===== Information supplied =====

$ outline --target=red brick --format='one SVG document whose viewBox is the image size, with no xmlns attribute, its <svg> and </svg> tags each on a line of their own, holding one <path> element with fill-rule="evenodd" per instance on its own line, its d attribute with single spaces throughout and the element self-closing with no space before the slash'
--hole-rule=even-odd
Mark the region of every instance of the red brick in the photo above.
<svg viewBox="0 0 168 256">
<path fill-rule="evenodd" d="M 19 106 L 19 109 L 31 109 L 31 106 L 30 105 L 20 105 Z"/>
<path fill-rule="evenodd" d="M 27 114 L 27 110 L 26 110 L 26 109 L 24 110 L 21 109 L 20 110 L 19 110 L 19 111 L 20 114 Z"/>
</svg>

=====
===== Information supplied =====

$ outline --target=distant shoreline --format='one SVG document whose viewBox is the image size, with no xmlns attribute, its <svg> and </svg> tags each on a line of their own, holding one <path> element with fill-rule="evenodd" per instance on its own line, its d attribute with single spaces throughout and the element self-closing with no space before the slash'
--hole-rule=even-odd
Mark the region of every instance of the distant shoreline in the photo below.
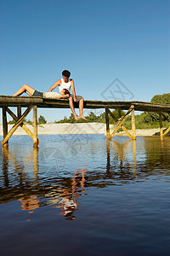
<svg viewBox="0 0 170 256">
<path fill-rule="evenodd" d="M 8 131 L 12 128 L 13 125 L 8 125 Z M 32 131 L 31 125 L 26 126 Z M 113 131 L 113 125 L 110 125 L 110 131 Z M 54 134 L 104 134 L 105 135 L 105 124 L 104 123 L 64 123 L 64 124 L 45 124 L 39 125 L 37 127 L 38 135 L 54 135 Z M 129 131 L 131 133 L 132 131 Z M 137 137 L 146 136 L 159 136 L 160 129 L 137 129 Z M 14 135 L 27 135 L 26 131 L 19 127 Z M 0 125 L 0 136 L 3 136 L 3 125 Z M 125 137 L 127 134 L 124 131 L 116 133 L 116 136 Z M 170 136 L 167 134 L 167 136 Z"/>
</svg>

=====

Brief: Transcribe without any change the part of the records that opens with the line containing "outline --target=red brick" and closes with the line containing "Mark the region of every instance of the red", both of those lines included.

Written answer:
$ outline --target=red brick --format='one SVG document whose viewBox is the image size, with no xmlns attribute, its <svg> and </svg> tags each on a line of their own, holding one <path> element with fill-rule="evenodd" per instance on its own line, its d attribute with single spaces throughout and the element self-closing with no space before the slash'
--hole-rule=even-odd
Mark the region of every instance of the red brick in the photo above.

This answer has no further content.